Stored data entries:
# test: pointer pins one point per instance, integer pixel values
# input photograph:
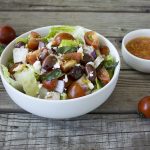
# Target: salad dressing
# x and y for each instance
(140, 47)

▶ _The problem_: Give all the lines above again, character for character, without pictures.

▶ _Response_:
# test: pointer pins one point per instance, integer pixel values
# input photograph:
# Target: salad dressing
# x and y for each instance
(140, 47)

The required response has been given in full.